SOURCE TEXT:

========

Examples include turnover costs of $102,000 for a journeyman machinist, $133,000 for an HR manager at an automotive manufacturer, and $150,000 for an accounting professional.
If these estimates strike you as high, keep in mind that in addition to the obvious direct costs associated with turnover (such as accrued paid time off and replacement expenses), there are numerous other costs.”
Of course, the costs vary depending on the role.
For employees making $30,000 a year or less, the cost of replacing them is 16% of their annual salary. For the next salary bracket, $50,000, it goes up to 19.7%, and for $75,000, it becomes 20.4%. That’s a bit alarming.
What is truly scary is the cost to clients who need more highly educated and specifically skilled workers with high salaries. High turnovers for these positions can reach more than 200% of the employee’s annual salary. That is not a typo. That’s equivalent to mistakenly paying three times for one item.

========

TASK INSTRUCTIONS:
**a.** In the passage on turnover costs, what does it cost to replace an employee who makes $30,000 a year or less?
**b.** Quote the passage on turnover costs from "What is truly" to "for one item.".

DATASET CONTENT:
========

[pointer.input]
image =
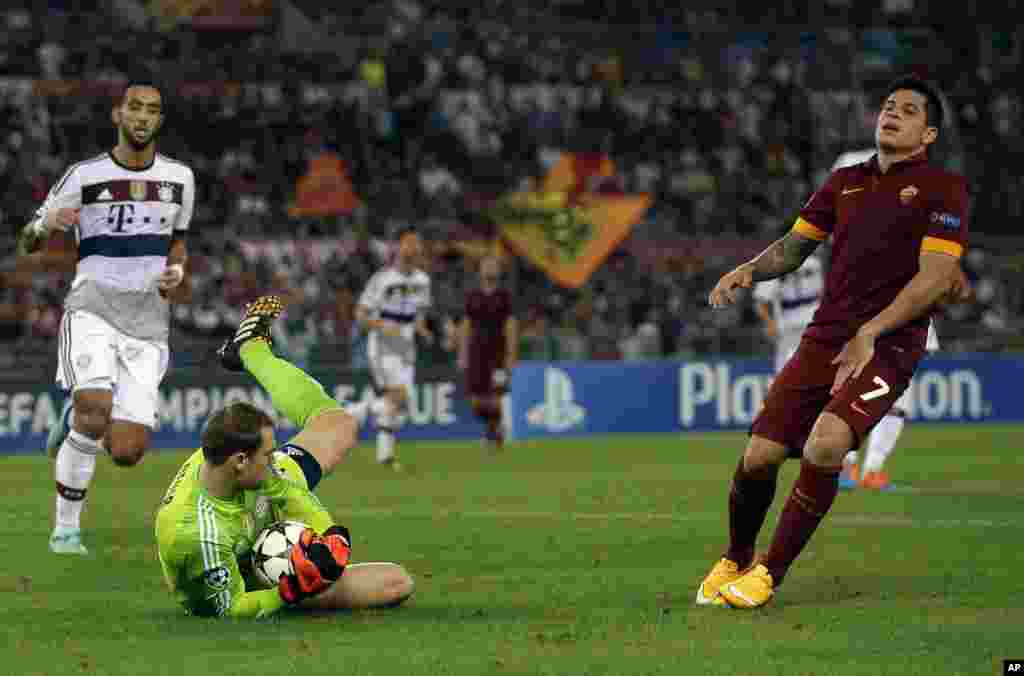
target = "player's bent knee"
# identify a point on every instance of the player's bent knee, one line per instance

========

ANSWERS BY TASK:
**a.** 16% of their annual salary.

**b.**
What is truly scary is the cost to clients who need more highly educated and specifically skilled workers with high salaries. High turnovers for these positions can reach more than 200% of the employee’s annual salary. That is not a typo. That’s equivalent to mistakenly paying three times for one item.